Übungsaufgabe
Kannst du alle Datensätze unten Zeile für Zeile und ohne jede Änderung wiederholen?

# # # # #

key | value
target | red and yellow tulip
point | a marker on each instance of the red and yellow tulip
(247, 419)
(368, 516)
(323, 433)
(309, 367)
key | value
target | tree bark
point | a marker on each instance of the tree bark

# # # # #

Richtige Antwort
key | value
target | red and yellow tulip
point | a marker on each instance of the red and yellow tulip
(247, 419)
(368, 516)
(323, 433)
(309, 367)
key | value
target | tree bark
point | a marker on each instance of the tree bark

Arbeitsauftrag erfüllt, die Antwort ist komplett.